**Задания**
a) Кратко перескажите абзац отрывка о биометрических паспортах, начинающийся словами «Модули уже прошли». Сохраните его основные факты.
b) Измените строки набора данных, начиная со строки, где стоит «of the white», и до конца набора: замените «retail shelf audit» на «inventory check», всё остальное оставьте без изменений. Выведите только эти строки, картинки в ответ не включайте.

**Выбранный отрывок**
╭──

# Форум на русском языке  > Новости  > Другие новости  >  Биометрические паспорта оснастят российскими чипами

## ALEX(XX)

Пресс-служба концерна "Ангстрем" сообщила о поставке в НТЦ "Атлас" первой партии модулей полностью российского производства для изготовления биометрических паспортов. 

Объем поставки – 15 тыс модулей. Объем энергонезависимой памяти модуля составляет 128 Кбайт, что позволяет хранить всю биометрическую информацию, необходимую для паспорта. 

Модули уже прошли тематические и верификационные испытания, и по их итогам получены в целом положительные заключения. В ближайшее время будут проведены межведомственные испытания модулей. Сразу после межведомственных испытаний "Ангстрем" будет готов поставить "Атласу" следующую партию микромодулей – 95 тыс штук. 

Директор по связям с общественностью концерна "Ангстрем" Дмитрий Знаменский пояснил, что партия из 15 тыс модулей поставлена "Атласу" на основе профинансированного заказчиком контракта. Контракт на поставку партии до 95 тыс модулей может быть заключен по завершении межведомственных испытаний. 

На этой стадии начнется замещение модулей импортного производства на отечественные при изготовлении биометрических паспортов. 

К настоящему времени в России уже эмитировано примерно 1 млн 200 тыс биометрических паспортов

securitylab.ru

----------

Надоело быть жертвой? Стань профи по информационной безопасности, получай самую свежую информацию об угрозах и средствах защиты от ведущего российского аналитического центра Anti-Malware.ru:

----------


## XP user

Тот факт, что каждый гражданин будет ходить по улице и как беспроводной хаб будет излучать все свои личные данные никого не волнует, естественно...  :Roll Eyes (Sarcastic):  Я всё-таки предпочитаю бумагу...

╰──

**Набор данных**
╭──

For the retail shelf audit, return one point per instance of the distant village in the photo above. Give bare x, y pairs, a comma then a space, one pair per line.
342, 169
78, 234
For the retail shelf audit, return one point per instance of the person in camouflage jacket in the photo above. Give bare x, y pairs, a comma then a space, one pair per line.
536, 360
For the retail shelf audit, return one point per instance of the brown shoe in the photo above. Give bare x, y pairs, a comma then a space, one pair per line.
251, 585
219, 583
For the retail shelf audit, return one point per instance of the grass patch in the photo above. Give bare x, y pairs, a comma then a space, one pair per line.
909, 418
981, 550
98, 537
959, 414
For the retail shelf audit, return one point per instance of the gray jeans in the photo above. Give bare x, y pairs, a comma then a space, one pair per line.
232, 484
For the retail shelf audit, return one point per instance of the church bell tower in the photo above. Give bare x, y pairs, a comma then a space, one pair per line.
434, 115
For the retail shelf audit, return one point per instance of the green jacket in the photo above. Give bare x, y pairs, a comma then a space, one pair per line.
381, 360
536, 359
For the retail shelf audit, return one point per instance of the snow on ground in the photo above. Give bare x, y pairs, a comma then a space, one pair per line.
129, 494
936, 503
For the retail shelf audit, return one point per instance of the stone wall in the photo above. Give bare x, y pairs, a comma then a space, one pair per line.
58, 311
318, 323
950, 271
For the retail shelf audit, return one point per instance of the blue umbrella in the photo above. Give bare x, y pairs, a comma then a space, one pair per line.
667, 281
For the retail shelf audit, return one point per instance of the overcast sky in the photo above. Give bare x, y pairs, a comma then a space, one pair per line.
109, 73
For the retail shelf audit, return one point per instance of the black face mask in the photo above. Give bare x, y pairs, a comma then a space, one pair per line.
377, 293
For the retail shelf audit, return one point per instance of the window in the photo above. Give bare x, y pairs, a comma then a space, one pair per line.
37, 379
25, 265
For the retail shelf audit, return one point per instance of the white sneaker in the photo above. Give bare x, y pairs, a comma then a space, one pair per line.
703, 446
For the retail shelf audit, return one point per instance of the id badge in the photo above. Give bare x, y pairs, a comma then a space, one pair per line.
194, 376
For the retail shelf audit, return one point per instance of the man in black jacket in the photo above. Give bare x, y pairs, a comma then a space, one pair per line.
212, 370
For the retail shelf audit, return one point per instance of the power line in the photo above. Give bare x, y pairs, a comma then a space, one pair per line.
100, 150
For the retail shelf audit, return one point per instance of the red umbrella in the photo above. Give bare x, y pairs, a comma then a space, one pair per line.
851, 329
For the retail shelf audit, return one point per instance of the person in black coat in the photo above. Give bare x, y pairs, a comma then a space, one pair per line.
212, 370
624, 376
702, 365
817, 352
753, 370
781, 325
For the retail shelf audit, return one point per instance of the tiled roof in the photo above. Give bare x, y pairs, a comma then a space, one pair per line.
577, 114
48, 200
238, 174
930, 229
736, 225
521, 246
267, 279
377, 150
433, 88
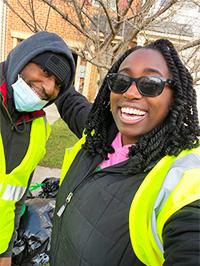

╰──

**Ответы по порядку**
a) Модули прошли тематические и верификационные испытания и получили в целом положительные заключения. Вскоре пройдут межведомственные испытания, после которых «Ангстрем» будет готов поставить «Атласу» следующую партию микромодулей в 95 тыс. штук.

b)
For the inventory check, return one point per instance of the white sneaker in the photo above. Give bare x, y pairs, a comma then a space, one pair per line.
703, 446
For the inventory check, return one point per instance of the id badge in the photo above. Give bare x, y pairs, a comma then a space, one pair per line.
194, 376
For the inventory check, return one point per instance of the man in black jacket in the photo above. Give bare x, y pairs, a comma then a space, one pair per line.
212, 370
For the inventory check, return one point per instance of the power line in the photo above. Give bare x, y pairs, a comma then a space, one pair per line.
100, 150
For the inventory check, return one point per instance of the red umbrella in the photo above. Give bare x, y pairs, a comma then a space, one pair per line.
851, 329
For the inventory check, return one point per instance of the person in black coat in the photo above. Give bare x, y pairs, a comma then a space, one pair per line.
212, 370
624, 376
702, 365
817, 352
753, 370
781, 325
For the inventory check, return one point per instance of the tiled roof in the photo above. Give bare x, y pairs, a comma then a space, one pair per line.
577, 114
48, 200
238, 174
930, 229
736, 225
521, 246
267, 279
377, 150
433, 88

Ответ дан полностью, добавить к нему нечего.